◆ **SOURCE RECORDS**:
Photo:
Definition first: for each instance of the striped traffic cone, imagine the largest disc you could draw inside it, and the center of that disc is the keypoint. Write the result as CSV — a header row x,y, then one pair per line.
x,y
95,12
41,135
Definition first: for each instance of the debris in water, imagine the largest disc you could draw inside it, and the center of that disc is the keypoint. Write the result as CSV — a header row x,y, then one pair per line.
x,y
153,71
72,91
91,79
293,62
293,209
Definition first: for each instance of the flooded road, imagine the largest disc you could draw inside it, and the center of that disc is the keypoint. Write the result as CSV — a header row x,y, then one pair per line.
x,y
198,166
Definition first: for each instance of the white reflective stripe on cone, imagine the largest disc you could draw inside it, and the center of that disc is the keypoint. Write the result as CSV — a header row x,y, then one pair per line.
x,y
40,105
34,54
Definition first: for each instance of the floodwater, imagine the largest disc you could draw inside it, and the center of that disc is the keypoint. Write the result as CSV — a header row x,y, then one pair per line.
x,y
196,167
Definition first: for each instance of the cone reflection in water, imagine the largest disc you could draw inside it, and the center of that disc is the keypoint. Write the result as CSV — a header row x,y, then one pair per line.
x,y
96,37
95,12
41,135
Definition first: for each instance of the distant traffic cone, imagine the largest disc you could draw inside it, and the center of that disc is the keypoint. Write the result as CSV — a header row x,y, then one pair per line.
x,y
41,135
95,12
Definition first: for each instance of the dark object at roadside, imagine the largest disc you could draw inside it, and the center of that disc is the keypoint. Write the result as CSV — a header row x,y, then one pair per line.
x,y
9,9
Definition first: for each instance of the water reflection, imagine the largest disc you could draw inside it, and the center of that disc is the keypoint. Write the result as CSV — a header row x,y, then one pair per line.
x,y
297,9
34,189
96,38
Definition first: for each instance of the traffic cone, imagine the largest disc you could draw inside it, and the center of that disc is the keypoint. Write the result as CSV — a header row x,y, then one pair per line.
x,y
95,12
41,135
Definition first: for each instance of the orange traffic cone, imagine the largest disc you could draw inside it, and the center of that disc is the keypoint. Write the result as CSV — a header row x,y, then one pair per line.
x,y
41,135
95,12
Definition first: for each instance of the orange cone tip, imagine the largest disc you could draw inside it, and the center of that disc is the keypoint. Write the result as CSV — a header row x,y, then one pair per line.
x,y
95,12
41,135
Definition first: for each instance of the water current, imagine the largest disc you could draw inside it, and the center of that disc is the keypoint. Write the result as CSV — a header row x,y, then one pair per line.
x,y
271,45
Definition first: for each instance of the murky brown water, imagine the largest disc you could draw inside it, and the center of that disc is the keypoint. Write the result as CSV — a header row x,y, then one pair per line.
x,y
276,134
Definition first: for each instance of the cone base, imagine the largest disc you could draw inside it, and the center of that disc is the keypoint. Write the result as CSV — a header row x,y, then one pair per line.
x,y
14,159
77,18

◆ **PROBLEM DETAILS**: Every record must be transcribed exactly, with no line skipped.

◆ **RESULT**:
Photo:
Definition first: for each instance of the striped traffic cone, imagine the largest disc you could draw inside it, and the center of that disc is the keypoint. Write the result as CSV — a header row x,y, then one pair per line.
x,y
95,12
41,135
Definition first: for each instance of the debris in water, imagine the largest disc you could draw inside it, and the center of that disc is the keypoint. Write the result as CSV — a header row x,y, then one pair per line.
x,y
153,71
72,91
91,79
293,62
293,209
Definition first: for each instance of the flooded road, imagine the largest disc you could draw inside it, and the center of that disc is the keypoint. Write the result as CSV — a header row x,y, then one pair per line.
x,y
198,166
Definition first: for each instance of the white reflective stripe on cone, imagine the largest disc you could draw inside it, and the center of that disc is the keypoint. Write the result as CSV — a header row x,y, then one pair per line.
x,y
40,105
34,54
Definition first: for each instance of the floodwater, imagine the largest disc you could draw inside it, and the center of that disc is the keypoint. Write the result as CSV — a header row x,y, then one pair per line.
x,y
196,167
Definition first: for each instance of the cone reflection in water, imagine the largest disc you could draw inside it, and the center of that disc is the keypoint. Write the result as CSV — a header row x,y, then one pair per line.
x,y
96,37
95,12
41,135
Definition first: for each instance of the distant traffic cone, imagine the largest disc you could draw inside it, and the center of that disc is the keypoint. Write the result as CSV — a header row x,y, then one pair per line.
x,y
41,135
95,12
Definition first: for each instance of the dark object at roadside, imagine the largest disc you could draw inside it, and the center of that disc is the keypoint. Write the result as CSV — a header row x,y, then one pair per line.
x,y
9,9
Definition first: for each instance of the water reflection, imagine the largest disc you could draw inside it, and the center of that disc is the keypoint. Write the result as CSV — a header row x,y, then one pair per line.
x,y
297,9
34,189
96,38
Definition first: for each instance of the traffic cone, imagine the largest disc you could draw inside it, and the center of that disc is the keypoint. Write the result as CSV — a header row x,y, then one pair per line.
x,y
95,12
41,135
Definition first: for each instance of the orange traffic cone, imagine the largest disc you could draw inside it, and the center of that disc is the keypoint. Write the result as CSV — a header row x,y, then one pair per line.
x,y
41,135
95,12
Definition first: for each instance of the orange cone tip, imagine the largest disc you could draw inside it, and the center of that disc is the keypoint. Write the result as CSV — a header row x,y, then one pair per line.
x,y
95,12
41,135
Definition first: for each instance of the water current, imagine the largest disc you could draw inside it, and the center of that disc is the keypoint. Write the result as CSV — a header row x,y, then one pair per line.
x,y
271,45
Definition first: for each instance of the murky brown water, imagine the largest disc you could draw inside it, and the center of that disc is the keypoint. Write the result as CSV — a header row x,y, then one pair per line.
x,y
276,134
Definition first: for each instance of the cone base, imagine the largest disc you could draw inside it, and the center of that disc is the keypoint. Write the result as CSV — a header row x,y, then one pair per line.
x,y
14,159
77,18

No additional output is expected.